* [What you are asked to do]:
Write out the records again, exactly, leaving none out.

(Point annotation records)
-*-

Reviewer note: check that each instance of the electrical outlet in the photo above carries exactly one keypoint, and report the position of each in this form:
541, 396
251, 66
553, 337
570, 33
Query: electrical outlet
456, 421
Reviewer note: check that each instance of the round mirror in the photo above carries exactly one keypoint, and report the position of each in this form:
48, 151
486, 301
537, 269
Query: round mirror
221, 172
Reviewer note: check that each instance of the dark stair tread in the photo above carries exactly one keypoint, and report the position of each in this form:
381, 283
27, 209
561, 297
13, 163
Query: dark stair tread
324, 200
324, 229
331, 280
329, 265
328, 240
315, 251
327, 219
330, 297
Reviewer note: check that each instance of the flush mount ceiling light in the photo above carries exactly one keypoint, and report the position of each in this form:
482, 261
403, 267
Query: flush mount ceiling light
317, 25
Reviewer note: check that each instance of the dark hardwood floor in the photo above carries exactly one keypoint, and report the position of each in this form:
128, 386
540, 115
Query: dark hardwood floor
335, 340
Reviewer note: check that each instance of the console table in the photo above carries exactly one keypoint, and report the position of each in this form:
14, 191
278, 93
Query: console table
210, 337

-*-

* [Solution]:
Reviewer note: check that each instance of the electrical outlet in the photo above carries exactly one keypoint, and report the position of each in this form:
541, 396
251, 66
553, 337
570, 33
Query: electrical outlet
456, 421
Reviewer note: check that each instance of the round mirror in the photo above carries exactly one keypoint, and report the position of each in this form:
48, 151
486, 301
537, 269
Query: round mirror
221, 172
Reviewer note: check that each instance of the dark stair tread in the photo above carries exactly one keypoint, and report the position of each in this form:
381, 283
27, 209
561, 297
13, 163
Query: dark stair tread
324, 200
324, 229
331, 280
329, 265
328, 240
315, 251
327, 219
330, 297
Reviewer note: check that each instance of the flush mount ceiling light in the photo above carries exactly one keypoint, and report the position of each in this form:
482, 261
403, 267
Query: flush mount ceiling light
317, 25
Reviewer note: check that each instance of the dark hardwood floor in the photo above carries exactly one keypoint, and report the position of each in this form:
128, 386
540, 115
Query: dark hardwood floor
335, 340
Reviewer note: check that each instance of the console table in the photo above carries exactly one keypoint, and report the position of each in this form:
14, 191
278, 93
Query: console table
210, 337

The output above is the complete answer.